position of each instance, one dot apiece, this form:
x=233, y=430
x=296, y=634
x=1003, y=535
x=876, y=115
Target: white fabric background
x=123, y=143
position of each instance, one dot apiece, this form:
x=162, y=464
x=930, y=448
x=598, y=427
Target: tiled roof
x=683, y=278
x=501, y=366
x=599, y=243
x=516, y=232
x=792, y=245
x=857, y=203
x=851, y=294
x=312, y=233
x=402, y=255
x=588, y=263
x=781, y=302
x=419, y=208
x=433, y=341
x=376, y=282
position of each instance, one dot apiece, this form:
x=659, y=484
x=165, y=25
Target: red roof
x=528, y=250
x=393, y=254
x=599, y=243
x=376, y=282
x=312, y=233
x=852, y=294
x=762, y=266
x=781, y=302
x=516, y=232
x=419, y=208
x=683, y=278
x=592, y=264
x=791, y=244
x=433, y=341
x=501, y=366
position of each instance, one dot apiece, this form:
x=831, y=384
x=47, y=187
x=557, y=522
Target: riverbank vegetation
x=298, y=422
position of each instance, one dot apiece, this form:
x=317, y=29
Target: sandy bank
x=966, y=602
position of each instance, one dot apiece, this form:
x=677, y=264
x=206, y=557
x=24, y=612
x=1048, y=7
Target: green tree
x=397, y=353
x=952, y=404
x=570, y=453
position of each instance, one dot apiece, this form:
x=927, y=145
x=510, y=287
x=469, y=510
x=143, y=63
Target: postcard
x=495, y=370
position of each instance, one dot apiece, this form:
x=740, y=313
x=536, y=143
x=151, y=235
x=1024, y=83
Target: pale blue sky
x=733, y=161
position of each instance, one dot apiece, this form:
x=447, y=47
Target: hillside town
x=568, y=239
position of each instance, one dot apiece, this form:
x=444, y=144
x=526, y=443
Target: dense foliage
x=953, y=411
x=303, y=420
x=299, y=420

|---|

(Work required) Could you rewrite all of the rows above with every "Target" replaced by "Object" and everything else left unchanged?

(Full output)
position of each instance, one dot apiece, this form:
x=233, y=430
x=296, y=634
x=1003, y=535
x=876, y=115
Object: white fabric background
x=123, y=143
position of each instance, one dot apiece, this form:
x=162, y=464
x=930, y=448
x=598, y=427
Object: tiled roof
x=683, y=278
x=501, y=366
x=599, y=243
x=516, y=232
x=792, y=245
x=857, y=203
x=851, y=294
x=312, y=233
x=402, y=255
x=588, y=263
x=781, y=302
x=419, y=208
x=433, y=341
x=376, y=282
position of each instance, one dot apiece, this form:
x=659, y=484
x=165, y=25
Object: red roof
x=528, y=250
x=393, y=254
x=599, y=243
x=376, y=282
x=312, y=233
x=852, y=294
x=762, y=266
x=781, y=302
x=516, y=232
x=419, y=208
x=683, y=278
x=592, y=264
x=791, y=244
x=433, y=341
x=501, y=366
position of each instance, one dot apiece, this form:
x=831, y=384
x=47, y=187
x=557, y=522
Object: riverbank vegetation
x=298, y=422
position of each instance, one dot apiece, this form:
x=317, y=29
Object: sandy bank
x=966, y=602
position of each instance, one dot apiece, this form:
x=677, y=264
x=206, y=557
x=24, y=612
x=1048, y=7
Object: green tree
x=397, y=353
x=952, y=404
x=570, y=453
position of each instance, one dot apiece, this form:
x=927, y=145
x=510, y=287
x=469, y=510
x=143, y=63
Object: postcard
x=495, y=370
position of each instance, one dot apiece, this form:
x=740, y=313
x=536, y=143
x=151, y=235
x=1024, y=83
Object: pale blue sky
x=733, y=161
position of each instance, one dot apiece, this form:
x=447, y=47
Object: hillside town
x=568, y=239
position of each instance, one dot apiece, this form:
x=444, y=144
x=526, y=443
Object: dense foliage
x=953, y=411
x=303, y=420
x=299, y=420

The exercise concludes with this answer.